[INPUT DATA — start]

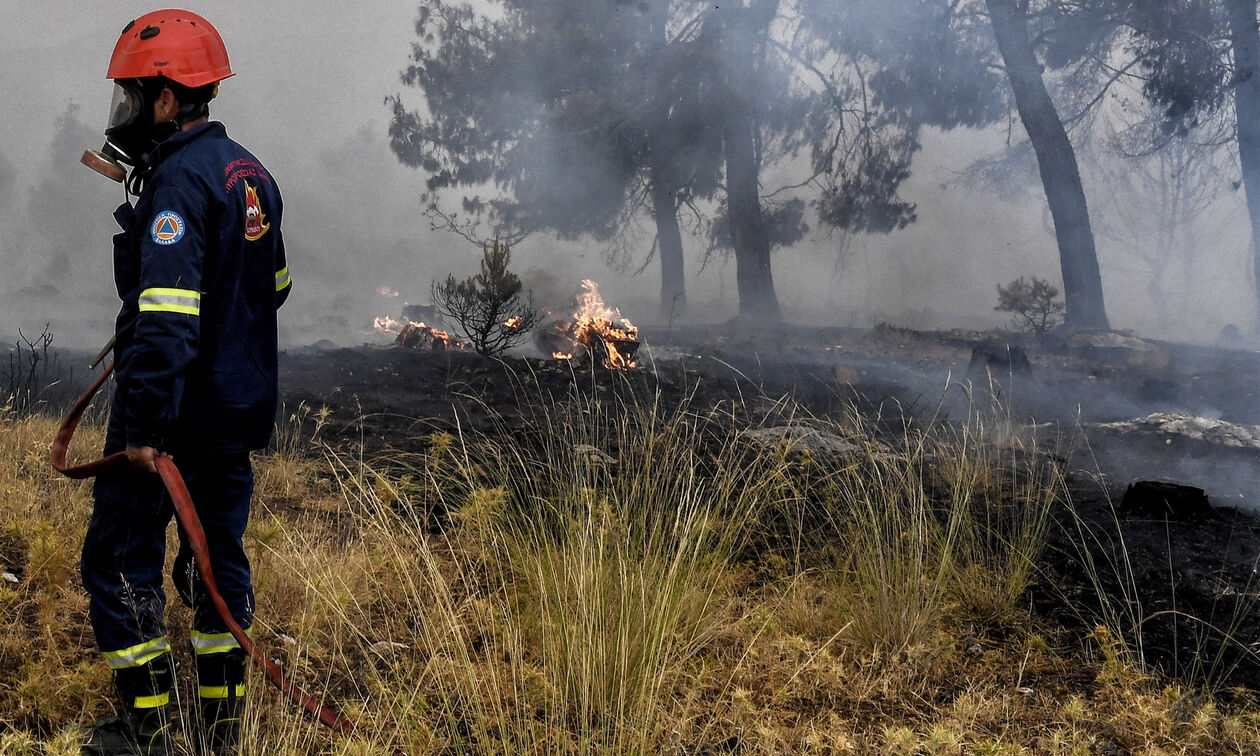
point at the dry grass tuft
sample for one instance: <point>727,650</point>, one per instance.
<point>629,580</point>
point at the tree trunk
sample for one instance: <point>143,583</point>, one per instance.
<point>742,40</point>
<point>1060,174</point>
<point>1246,105</point>
<point>669,238</point>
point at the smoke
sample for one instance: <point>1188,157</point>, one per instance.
<point>309,101</point>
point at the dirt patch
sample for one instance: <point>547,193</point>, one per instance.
<point>1188,590</point>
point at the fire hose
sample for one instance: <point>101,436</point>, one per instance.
<point>188,519</point>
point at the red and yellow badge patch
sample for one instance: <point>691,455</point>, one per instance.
<point>255,221</point>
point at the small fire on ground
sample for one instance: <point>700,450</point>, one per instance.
<point>596,330</point>
<point>604,332</point>
<point>417,335</point>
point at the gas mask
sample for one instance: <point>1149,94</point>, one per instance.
<point>130,134</point>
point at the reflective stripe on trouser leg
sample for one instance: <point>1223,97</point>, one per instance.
<point>214,643</point>
<point>221,688</point>
<point>136,655</point>
<point>124,552</point>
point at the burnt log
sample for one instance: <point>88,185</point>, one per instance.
<point>997,359</point>
<point>1161,499</point>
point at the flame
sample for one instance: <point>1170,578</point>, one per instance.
<point>602,329</point>
<point>408,333</point>
<point>388,325</point>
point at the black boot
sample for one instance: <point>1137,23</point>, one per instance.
<point>221,686</point>
<point>145,693</point>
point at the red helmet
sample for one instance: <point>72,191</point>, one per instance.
<point>174,43</point>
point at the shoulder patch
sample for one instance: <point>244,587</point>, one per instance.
<point>255,219</point>
<point>168,228</point>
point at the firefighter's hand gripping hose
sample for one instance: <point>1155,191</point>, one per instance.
<point>192,526</point>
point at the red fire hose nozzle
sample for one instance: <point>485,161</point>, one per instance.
<point>188,519</point>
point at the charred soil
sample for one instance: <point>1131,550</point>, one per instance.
<point>1185,585</point>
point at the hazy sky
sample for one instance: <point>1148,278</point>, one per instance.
<point>308,98</point>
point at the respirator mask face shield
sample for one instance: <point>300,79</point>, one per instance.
<point>125,108</point>
<point>129,134</point>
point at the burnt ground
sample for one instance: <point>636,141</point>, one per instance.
<point>1186,581</point>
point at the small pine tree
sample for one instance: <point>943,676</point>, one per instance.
<point>488,308</point>
<point>1035,304</point>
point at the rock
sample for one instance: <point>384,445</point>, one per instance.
<point>1190,426</point>
<point>800,439</point>
<point>594,455</point>
<point>1162,499</point>
<point>1138,353</point>
<point>387,648</point>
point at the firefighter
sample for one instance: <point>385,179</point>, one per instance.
<point>200,269</point>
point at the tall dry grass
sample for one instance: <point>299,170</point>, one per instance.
<point>621,577</point>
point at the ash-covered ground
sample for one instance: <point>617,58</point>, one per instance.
<point>1110,408</point>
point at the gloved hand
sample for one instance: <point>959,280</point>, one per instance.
<point>143,458</point>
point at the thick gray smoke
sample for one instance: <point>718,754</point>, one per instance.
<point>308,100</point>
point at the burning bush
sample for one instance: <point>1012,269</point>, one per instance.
<point>488,306</point>
<point>596,329</point>
<point>1033,303</point>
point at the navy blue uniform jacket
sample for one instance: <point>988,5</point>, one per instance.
<point>200,269</point>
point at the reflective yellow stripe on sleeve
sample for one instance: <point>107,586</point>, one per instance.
<point>218,691</point>
<point>136,655</point>
<point>214,643</point>
<point>170,300</point>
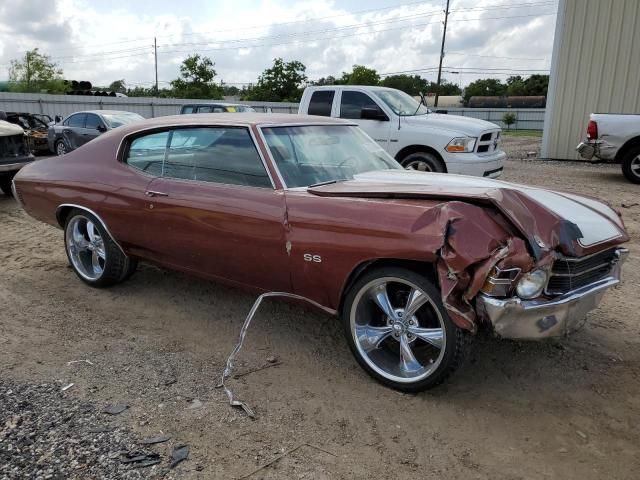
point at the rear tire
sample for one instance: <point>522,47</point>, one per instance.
<point>399,331</point>
<point>631,165</point>
<point>94,256</point>
<point>424,162</point>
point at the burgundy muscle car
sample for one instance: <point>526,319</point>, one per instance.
<point>413,263</point>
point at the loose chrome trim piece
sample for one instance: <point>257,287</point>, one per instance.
<point>102,223</point>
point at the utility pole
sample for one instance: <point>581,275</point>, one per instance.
<point>155,55</point>
<point>444,34</point>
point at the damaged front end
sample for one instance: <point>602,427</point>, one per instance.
<point>537,287</point>
<point>527,262</point>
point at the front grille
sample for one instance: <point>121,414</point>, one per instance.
<point>13,146</point>
<point>571,273</point>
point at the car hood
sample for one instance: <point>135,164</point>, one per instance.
<point>549,220</point>
<point>464,125</point>
<point>7,129</point>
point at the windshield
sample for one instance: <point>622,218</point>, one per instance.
<point>401,103</point>
<point>121,118</point>
<point>314,154</point>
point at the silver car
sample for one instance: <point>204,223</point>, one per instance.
<point>81,127</point>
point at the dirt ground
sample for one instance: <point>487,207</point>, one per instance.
<point>562,409</point>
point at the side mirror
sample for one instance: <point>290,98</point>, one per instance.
<point>373,113</point>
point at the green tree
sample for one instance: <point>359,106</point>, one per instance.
<point>118,86</point>
<point>283,82</point>
<point>537,85</point>
<point>360,75</point>
<point>484,87</point>
<point>509,119</point>
<point>35,72</point>
<point>329,80</point>
<point>196,79</point>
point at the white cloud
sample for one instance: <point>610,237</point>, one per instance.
<point>92,42</point>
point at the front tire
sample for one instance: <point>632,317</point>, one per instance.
<point>399,331</point>
<point>424,162</point>
<point>631,165</point>
<point>95,258</point>
<point>5,185</point>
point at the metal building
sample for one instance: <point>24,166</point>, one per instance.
<point>595,69</point>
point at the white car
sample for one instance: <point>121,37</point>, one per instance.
<point>614,138</point>
<point>410,132</point>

[INPUT DATA — finish]

Repeat every record above exactly, but leave out any pictures.

* TASK ANSWER:
point at the dry grass tuft
sample for one instance: <point>727,650</point>, one per instance.
<point>629,580</point>
point at the tree trunk
sample for one instance: <point>143,583</point>, one per instance.
<point>742,40</point>
<point>1060,174</point>
<point>1246,105</point>
<point>669,238</point>
point at the smoke
sample for one instance: <point>1188,157</point>, one per instance.
<point>309,101</point>
point at the dirt patch
sample for one instance: <point>547,193</point>, one per instance.
<point>1188,590</point>
point at the fire hose
sample for one instance: <point>101,436</point>, one per instance.
<point>188,519</point>
point at the red and yellow badge patch
sample for one instance: <point>691,455</point>, one per instance.
<point>255,221</point>
point at the small fire on ground
sample for one instance: <point>700,450</point>, one per instance.
<point>596,330</point>
<point>604,332</point>
<point>417,335</point>
point at the gas mask
sample for one instance: <point>1149,94</point>, one per instance.
<point>130,134</point>
point at the reflective stripe on trouser leg
sample for one instance: <point>1223,97</point>, one per instance.
<point>214,643</point>
<point>221,688</point>
<point>136,655</point>
<point>124,552</point>
point at the burnt log
sample for one instance: <point>88,185</point>, one per instance.
<point>997,359</point>
<point>1161,499</point>
point at the flame
sample for one instance: <point>1170,578</point>, one per instance.
<point>602,329</point>
<point>408,333</point>
<point>388,325</point>
point at the black boot
sample for one instance: <point>1137,23</point>, one per instance.
<point>221,686</point>
<point>145,693</point>
point at the red helmet
sample for one instance: <point>72,191</point>, one per instance.
<point>174,43</point>
point at the shoulder patch
sample for one instance: <point>244,587</point>, one per instance.
<point>255,219</point>
<point>168,228</point>
point at the firefighter's hand gripping hose
sample for one instance: <point>1155,191</point>, one per instance.
<point>192,526</point>
point at the red fire hose nozzle
sample for one instance: <point>485,161</point>, one per instance.
<point>188,519</point>
point at the charred soil
sample for one instance: <point>1131,550</point>, one per instance.
<point>1185,585</point>
point at the hazy sky
sample for one instance: <point>1148,278</point>, one per instance.
<point>308,98</point>
point at the respirator mask face shield
sample for one instance: <point>300,79</point>, one per instance.
<point>125,108</point>
<point>129,134</point>
point at the burnt ground
sample for one instance: <point>636,141</point>, one per instance.
<point>1186,581</point>
point at the small pine tree
sample for one instance: <point>943,676</point>, one per instance.
<point>488,308</point>
<point>1035,304</point>
point at the rock
sample for one instance: <point>384,445</point>, one per instance.
<point>1190,426</point>
<point>800,439</point>
<point>594,455</point>
<point>1162,499</point>
<point>1138,353</point>
<point>387,648</point>
point at the firefighter
sample for one instance: <point>385,179</point>, one per instance.
<point>200,269</point>
point at the tall dry grass
sample for one instance: <point>299,170</point>, one per instance.
<point>621,577</point>
point at the ash-covered ground
sample for one instance: <point>617,58</point>, one per instance.
<point>1110,408</point>
point at the gloved hand
sample for one instance: <point>959,280</point>, one per instance.
<point>143,458</point>
point at the thick gray smoke
sample for one instance: <point>718,754</point>, one per instance.
<point>308,100</point>
point at the burning bush
sample for one instance: <point>1012,269</point>, one per instance.
<point>488,306</point>
<point>596,329</point>
<point>1033,303</point>
point at the navy blue uniform jacket
sample for one instance: <point>988,5</point>, one per instance.
<point>200,269</point>
point at the reflective yellow stripe on sleeve
sample for one instance: <point>107,586</point>, one per instance.
<point>218,691</point>
<point>136,655</point>
<point>214,643</point>
<point>170,300</point>
point at the rear tire
sample for one instance: <point>522,47</point>, one per instance.
<point>399,331</point>
<point>631,165</point>
<point>94,256</point>
<point>424,162</point>
point at the burgundy muscle car
sample for one instance: <point>526,319</point>, one per instance.
<point>413,263</point>
point at the loose chrome trim piece
sample for one instance: <point>257,287</point>, one per instance.
<point>102,223</point>
point at the utility pole
sample for one instance: <point>581,275</point>, one per instance.
<point>155,55</point>
<point>444,34</point>
point at the damaged front end
sample for one instance: <point>602,427</point>, one per instance.
<point>537,287</point>
<point>527,262</point>
point at the front grille
sample for one instance: <point>121,414</point>, one per instance.
<point>13,146</point>
<point>571,273</point>
point at the car hood
sample for one instance: <point>135,164</point>, one per instance.
<point>549,220</point>
<point>464,125</point>
<point>7,129</point>
point at the windshield
sample for one instance: <point>622,218</point>, one per instance.
<point>401,103</point>
<point>121,118</point>
<point>314,154</point>
point at the silver car
sample for one instance: <point>204,223</point>, one per instance.
<point>81,127</point>
point at the dirt ground
sample for one instance: <point>487,207</point>, one per instance.
<point>562,409</point>
point at the side mirror
sample for one instance: <point>290,98</point>, one per instance.
<point>373,113</point>
point at the green tree
sample for one instance: <point>359,106</point>, one per instance.
<point>118,86</point>
<point>283,82</point>
<point>537,85</point>
<point>360,75</point>
<point>484,87</point>
<point>509,119</point>
<point>35,72</point>
<point>329,80</point>
<point>196,79</point>
point at the white cloud
sample for one instance: <point>610,237</point>, one per instance.
<point>92,42</point>
point at the front tire
sample for one instance: <point>632,317</point>, one per instance.
<point>399,331</point>
<point>424,162</point>
<point>631,165</point>
<point>95,258</point>
<point>5,185</point>
point at the metal building
sample for one instance: <point>24,166</point>, one per instance.
<point>595,69</point>
point at the white car
sample for one instance: <point>121,37</point>, one per instance.
<point>614,138</point>
<point>410,132</point>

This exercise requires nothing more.